### Records to process

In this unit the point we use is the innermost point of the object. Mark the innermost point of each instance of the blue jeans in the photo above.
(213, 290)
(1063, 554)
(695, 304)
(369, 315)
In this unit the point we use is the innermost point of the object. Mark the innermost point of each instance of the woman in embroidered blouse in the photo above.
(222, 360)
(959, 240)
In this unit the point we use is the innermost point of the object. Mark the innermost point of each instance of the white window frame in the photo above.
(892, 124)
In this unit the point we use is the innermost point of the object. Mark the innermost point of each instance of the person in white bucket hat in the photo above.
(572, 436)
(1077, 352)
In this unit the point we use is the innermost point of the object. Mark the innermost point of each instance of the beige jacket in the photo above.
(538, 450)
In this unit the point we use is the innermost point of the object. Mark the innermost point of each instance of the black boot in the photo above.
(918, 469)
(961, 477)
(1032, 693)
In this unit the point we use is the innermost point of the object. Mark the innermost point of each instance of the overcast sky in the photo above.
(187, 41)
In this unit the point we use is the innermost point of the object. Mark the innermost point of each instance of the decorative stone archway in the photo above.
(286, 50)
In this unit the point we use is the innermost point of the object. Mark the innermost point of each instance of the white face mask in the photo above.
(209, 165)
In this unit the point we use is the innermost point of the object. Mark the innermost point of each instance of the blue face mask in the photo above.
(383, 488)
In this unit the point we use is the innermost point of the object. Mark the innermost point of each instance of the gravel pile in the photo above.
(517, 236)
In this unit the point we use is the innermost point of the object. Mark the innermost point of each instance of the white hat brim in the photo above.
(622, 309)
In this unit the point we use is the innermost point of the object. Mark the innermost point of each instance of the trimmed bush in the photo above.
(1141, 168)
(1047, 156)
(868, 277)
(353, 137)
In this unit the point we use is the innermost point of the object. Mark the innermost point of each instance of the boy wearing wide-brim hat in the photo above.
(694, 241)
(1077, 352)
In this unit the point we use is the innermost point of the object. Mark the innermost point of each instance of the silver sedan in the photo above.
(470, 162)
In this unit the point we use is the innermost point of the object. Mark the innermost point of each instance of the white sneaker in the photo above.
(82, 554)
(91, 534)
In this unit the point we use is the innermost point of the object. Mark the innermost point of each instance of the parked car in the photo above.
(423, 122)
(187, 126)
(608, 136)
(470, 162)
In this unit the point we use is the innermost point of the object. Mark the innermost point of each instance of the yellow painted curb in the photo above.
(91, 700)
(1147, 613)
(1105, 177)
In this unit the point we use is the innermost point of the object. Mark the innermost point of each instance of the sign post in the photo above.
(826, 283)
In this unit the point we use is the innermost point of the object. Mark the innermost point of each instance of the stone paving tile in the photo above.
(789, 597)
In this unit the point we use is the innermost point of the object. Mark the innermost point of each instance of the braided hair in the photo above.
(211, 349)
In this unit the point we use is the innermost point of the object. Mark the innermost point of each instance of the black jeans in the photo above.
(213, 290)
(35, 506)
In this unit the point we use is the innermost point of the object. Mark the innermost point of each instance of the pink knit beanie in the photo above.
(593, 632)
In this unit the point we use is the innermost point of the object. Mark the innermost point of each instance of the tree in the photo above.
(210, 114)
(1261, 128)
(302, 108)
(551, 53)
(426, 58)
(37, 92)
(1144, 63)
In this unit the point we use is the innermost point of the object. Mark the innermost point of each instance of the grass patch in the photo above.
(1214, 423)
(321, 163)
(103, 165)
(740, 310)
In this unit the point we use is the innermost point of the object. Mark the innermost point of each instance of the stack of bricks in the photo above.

######

Take the entries above and transcribe them exactly as they stand.

**Written response:**
In this unit the point we use is the innermost point of the object. Mark the innermost point of each instance of the blue jeans in the photo above.
(213, 290)
(1063, 554)
(695, 304)
(369, 315)
In this unit the point we use is the innermost point of the object. Mark the innermost point of each instance of the woman in embroidered blouse in the photo above.
(222, 360)
(959, 240)
In this unit the point we use is the innermost point of the object. Mark the innermost point of each instance of the white window frame in the photo above.
(892, 124)
In this unit the point we use is the innermost point of the object. Mark the innermost point of each instance of the person in white bucket hat in the photo above.
(572, 436)
(1077, 352)
In this unit the point we use is the innermost point of the object. Mark the innermost point of each instance of the beige jacket in the photo above.
(538, 450)
In this unit the point we use is the innermost point of the object. Mark the innermost point of each instance of the black boot in the photo above.
(918, 469)
(961, 477)
(1032, 693)
In this unit the point we use is the innermost point of the object. Mark the innermost point of each instance of the overcast sky in the photo above.
(187, 41)
In this unit the point we use is the innermost point of the object. Mark the innermost point of each instance of the decorative stone archway in the photo above.
(286, 50)
In this unit the point we use is the innermost point of the object. Mark the innermost point of each instance of the white face mask in the photo above.
(209, 165)
In this unit the point we use is the innermost point of the object. Mark the innermost point of each instance of the blue face mask in the photo above.
(383, 488)
In this unit the point we use is the innermost point of the object. Mark the innermost point of each instance of the gravel pile in the photo above.
(517, 236)
In this unit the point we use is the innermost point of the object. Mark the innermost point of each instance of the white hat brim in the photo above.
(622, 309)
In this unit the point we use is the innermost point of the object. Mark the innermost point of each instance of the trimmed bush in the photo above.
(1141, 168)
(1047, 156)
(868, 277)
(353, 137)
In this unit the point we use is the innermost point of the object. Mark the innermost point of each instance of the boy wearing wide-brim hat in the photo above.
(694, 241)
(1077, 352)
In this unit the point we use is the innermost point of the object. Mark the innermost point of each instance of the silver sedan in the photo above.
(470, 162)
In this unit the point we use is the innermost point of the object. Mark the innermost point of each instance of the white sneaker in the photo above.
(82, 554)
(91, 534)
In this unit the point we use is the innermost point of the object. Mark the innermost point of each instance of the parked car in the photo above.
(423, 122)
(187, 126)
(608, 136)
(470, 162)
In this unit the point we use is the innermost point of the object. Mark the innermost point of each instance of the yellow painted curb in the photo above.
(91, 700)
(1147, 613)
(1105, 177)
In this unit the point we use is the innermost point of the object. Mark the innermost point of each instance of the sign post in the photo above.
(826, 283)
In this unit the point we use is the innermost point of the object. Mark the innermost point of each instance of the stone paving tile in the photo above.
(789, 597)
In this unit the point we use is the innermost point of the object. Mark the innermost point of each instance of the braided hair in the photo above.
(211, 349)
In this unit the point we use is the innermost point of the object. Mark the innermost point of each instance of the black jeans in the photo above.
(213, 290)
(35, 506)
In this unit the point we use is the innermost point of the object. Mark the innermost point of each instance of the pink knit beanie in the photo above.
(593, 632)
In this unit the point we use is the innermost point of the object. Mark the innermost point of each instance of the tree in the photo above.
(210, 114)
(1261, 128)
(302, 108)
(551, 53)
(426, 58)
(37, 92)
(1144, 63)
In this unit the point we use is the innermost point of the object. Mark the innermost point of each instance of the grass patch in the photo above.
(1214, 423)
(321, 163)
(103, 165)
(740, 310)
In this unit the point we use is the innermost point of the object. Mark the innermost point of each instance of the stack of bricks in the photo above.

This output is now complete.